**Material provided**
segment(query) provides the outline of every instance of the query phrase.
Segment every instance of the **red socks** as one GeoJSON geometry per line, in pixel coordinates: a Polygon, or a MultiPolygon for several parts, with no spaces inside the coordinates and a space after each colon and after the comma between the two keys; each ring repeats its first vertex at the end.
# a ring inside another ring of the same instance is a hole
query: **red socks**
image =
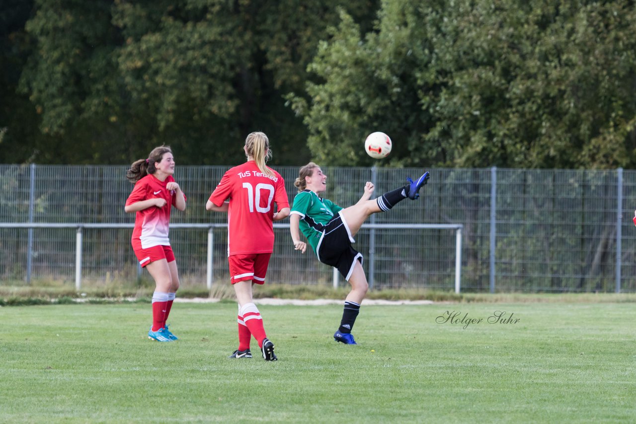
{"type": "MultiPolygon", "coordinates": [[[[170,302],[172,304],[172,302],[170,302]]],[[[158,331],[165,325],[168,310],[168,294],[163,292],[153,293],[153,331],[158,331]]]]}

* * *

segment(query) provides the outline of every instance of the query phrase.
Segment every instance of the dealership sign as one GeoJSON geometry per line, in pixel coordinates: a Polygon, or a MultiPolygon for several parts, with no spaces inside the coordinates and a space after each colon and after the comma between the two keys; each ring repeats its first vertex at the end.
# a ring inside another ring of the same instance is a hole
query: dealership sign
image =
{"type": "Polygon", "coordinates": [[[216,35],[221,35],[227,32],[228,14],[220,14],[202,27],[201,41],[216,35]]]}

**Short task**
Extract each line of the entries above that contains the word "space". Case counts, so match only that exact capitalization.

**The answer**
Segment every instance of the **red socks** as one GeoJSON geometry per line, in pixel coordinates: a Polygon, or a MultiPolygon for several parts, with no spaces inside the coordinates and a space after each colon and after the comma between the two keys; each ring repeats its first vertex at the end.
Segment every instance of the dealership sign as one GeoJSON geometry per line, in pixel coordinates: a Polygon, or a MultiPolygon for several parts, with no spaces inside the coordinates and a space after each colon and after the comma between the two keys; each ring repeats its first vertex at the end.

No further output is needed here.